[Given records]:
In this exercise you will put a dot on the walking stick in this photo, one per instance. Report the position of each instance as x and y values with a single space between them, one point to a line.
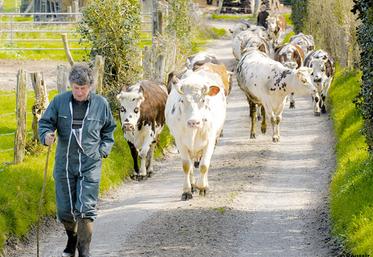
42 200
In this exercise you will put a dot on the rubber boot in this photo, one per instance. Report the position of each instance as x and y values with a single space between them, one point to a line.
72 239
85 230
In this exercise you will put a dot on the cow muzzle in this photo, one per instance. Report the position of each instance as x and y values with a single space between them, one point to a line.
127 127
192 123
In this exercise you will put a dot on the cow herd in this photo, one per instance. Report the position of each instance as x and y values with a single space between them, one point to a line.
193 103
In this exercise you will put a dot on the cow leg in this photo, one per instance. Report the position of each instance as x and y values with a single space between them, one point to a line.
149 160
202 182
253 118
145 148
316 105
292 101
264 121
187 169
134 157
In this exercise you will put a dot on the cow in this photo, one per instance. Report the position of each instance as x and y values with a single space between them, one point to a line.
267 82
247 39
276 28
142 117
195 114
221 70
292 56
197 60
306 42
323 68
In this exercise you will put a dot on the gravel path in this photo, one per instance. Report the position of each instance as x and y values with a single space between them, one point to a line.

[What is asked]:
Turn all the entries above into a Markdown table with the columns Row and Text. Give each line its own numbered row, skip blank lines, and leave out the pictures.

[The solution]:
| Row | Text |
|---|---|
| 1 | In this exercise you will put a dot on the walking stick in this photo, one per instance. Report the position of each instance as x and y values with a single space between them, one point to a line. |
| 2 | 42 200 |
| 3 | In this exercise you will put a dot on the rubber boot in this photo, one per instance. Report the position of each instance as x and y values with a single space between them, one point to a line. |
| 4 | 72 239 |
| 5 | 85 230 |
| 6 | In this exercise you will put a dot on the cow muzzle in this photo, one per instance. Report the position of each instance as x and y values with a single space between them, one point to a line. |
| 7 | 127 127 |
| 8 | 192 123 |
| 9 | In this exercise you will put a dot on the cow herd in this photo, one per instance. Report the position of each instance as x and y values with a single space between them, one point to a line. |
| 10 | 193 103 |
| 11 | In this exercise you will put a dot on the cow leg in this photo, one per instance. Report the position of each instance as x and y values with a single space between them, one point to a line. |
| 12 | 149 160 |
| 13 | 202 182 |
| 14 | 253 118 |
| 15 | 145 148 |
| 16 | 316 105 |
| 17 | 292 101 |
| 18 | 264 121 |
| 19 | 187 169 |
| 20 | 134 157 |
| 21 | In this exercise you will put a dot on the cow in this photo, one per instance. Report the position of each instance as x and y values with a single space between them, one point to a line. |
| 22 | 267 82 |
| 23 | 247 39 |
| 24 | 276 28 |
| 25 | 142 117 |
| 26 | 195 114 |
| 27 | 221 70 |
| 28 | 292 56 |
| 29 | 197 60 |
| 30 | 306 42 |
| 31 | 323 68 |
| 32 | In this exercise you will put a dot on the gravel path in this photo, one per instance. Report the position of each instance as x and y values with a single space between them, one point to a line. |